(Entries supplied)
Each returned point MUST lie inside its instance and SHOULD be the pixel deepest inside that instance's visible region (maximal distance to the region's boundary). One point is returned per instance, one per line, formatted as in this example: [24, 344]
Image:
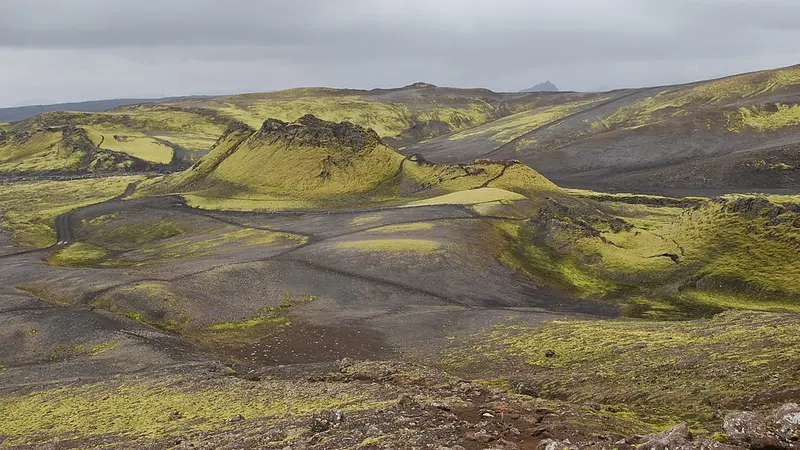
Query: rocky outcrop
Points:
[778, 430]
[310, 131]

(Task goal)
When you copy the data, keep every line exact and leave out each picture.

(Reply)
Each returned point MUST lie inside its instance and SHOULD be the pixel deepest inside that instance's visible region (maximal distance to the region's boundary). One point is returned per instance, one per line, formatted as in this example: [24, 344]
Image:
Query: rocky outcrop
Points:
[778, 430]
[310, 131]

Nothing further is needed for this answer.